> [Text block]
***

This post addresses some of the issues associated with the management of procedural audio assets.
With procedural audio gaining traction, there is a lot of talk about the models, the tools and the engines. We have been lucky enough at Tsugi to be involved in many procedural audio projects over the past few years. With our growing collection of patches and models, a new kind of problems – still rarely addressed – has arisen: the management of these procedural audio assets.
Good Digital Asset Management (DAM) is critical to streamline your workflow and ensure that you can continue to use your assets through technological changes. We review below some of the challenges we encountered when these assets are procedural audio models or patches. If you are also confronted to this kind of issues – or think you will be – feel free to contact us to learn more about the solutions we developed and see how we could help you.
In the following we refer to a model as a specific procedural audio algorithm and to a patch as a set of parameters associated with that model.

***

> [Records supplied]
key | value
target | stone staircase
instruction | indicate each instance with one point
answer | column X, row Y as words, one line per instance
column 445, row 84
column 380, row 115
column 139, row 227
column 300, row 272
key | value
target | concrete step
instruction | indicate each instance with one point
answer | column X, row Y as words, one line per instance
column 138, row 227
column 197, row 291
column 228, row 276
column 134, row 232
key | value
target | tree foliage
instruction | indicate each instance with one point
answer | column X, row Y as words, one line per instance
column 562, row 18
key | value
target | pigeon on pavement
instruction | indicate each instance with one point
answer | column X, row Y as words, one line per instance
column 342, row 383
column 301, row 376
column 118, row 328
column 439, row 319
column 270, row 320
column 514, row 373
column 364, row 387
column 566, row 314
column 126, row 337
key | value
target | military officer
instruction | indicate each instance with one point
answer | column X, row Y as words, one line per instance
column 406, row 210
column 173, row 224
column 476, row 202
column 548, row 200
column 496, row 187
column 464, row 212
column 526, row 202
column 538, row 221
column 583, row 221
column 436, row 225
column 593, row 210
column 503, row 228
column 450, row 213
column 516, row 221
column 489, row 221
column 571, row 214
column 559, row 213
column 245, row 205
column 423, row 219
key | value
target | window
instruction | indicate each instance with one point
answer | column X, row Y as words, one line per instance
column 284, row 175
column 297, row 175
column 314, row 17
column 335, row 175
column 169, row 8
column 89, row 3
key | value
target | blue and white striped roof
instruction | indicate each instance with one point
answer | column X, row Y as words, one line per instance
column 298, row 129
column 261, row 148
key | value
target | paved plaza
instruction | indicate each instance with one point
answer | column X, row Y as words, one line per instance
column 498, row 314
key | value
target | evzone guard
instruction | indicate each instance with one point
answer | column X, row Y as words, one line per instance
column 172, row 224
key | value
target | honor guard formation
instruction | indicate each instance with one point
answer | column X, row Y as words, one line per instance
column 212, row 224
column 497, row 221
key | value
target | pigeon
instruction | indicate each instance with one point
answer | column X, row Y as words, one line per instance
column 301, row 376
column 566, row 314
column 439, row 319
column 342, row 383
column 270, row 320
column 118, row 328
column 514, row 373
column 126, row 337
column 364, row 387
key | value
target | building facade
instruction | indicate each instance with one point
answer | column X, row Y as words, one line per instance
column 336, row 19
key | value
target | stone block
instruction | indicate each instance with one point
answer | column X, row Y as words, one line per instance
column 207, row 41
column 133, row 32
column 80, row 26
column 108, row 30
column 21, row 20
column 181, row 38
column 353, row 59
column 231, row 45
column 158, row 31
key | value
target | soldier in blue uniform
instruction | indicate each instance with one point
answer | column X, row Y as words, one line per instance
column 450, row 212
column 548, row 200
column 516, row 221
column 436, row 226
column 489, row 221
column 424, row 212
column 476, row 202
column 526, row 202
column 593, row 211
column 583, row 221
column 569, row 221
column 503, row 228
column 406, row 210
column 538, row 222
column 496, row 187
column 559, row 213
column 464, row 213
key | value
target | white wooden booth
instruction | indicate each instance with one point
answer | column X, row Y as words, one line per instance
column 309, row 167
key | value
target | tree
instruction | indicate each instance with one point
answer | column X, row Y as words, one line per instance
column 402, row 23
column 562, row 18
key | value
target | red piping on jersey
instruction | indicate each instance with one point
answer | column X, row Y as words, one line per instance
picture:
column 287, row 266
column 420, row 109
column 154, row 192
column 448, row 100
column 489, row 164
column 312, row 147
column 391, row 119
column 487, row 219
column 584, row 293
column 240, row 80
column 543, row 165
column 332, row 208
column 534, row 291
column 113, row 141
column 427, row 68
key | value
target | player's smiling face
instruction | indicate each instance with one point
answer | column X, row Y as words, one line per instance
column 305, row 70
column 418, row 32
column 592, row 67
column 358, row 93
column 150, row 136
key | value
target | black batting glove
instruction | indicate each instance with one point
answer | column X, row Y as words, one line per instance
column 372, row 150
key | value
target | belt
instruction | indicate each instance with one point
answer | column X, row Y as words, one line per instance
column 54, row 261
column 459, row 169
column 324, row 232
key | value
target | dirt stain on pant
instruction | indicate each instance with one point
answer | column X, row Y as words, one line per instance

***

> [What you are asked to do]
Please reproduce the stretch of the post on managing procedural audio assets that opens with the words containing "This post addresses" and closes with "these procedural audio assets.".

> [Exercise response]
This post addresses some of the issues associated with the management of procedural audio assets.
With procedural audio gaining traction, there is a lot of talk about the models, the tools and the engines. We have been lucky enough at Tsugi to be involved in many procedural audio projects over the past few years. With our growing collection of patches and models, a new kind of problems – still rarely addressed – has arisen: the management of these procedural audio assets.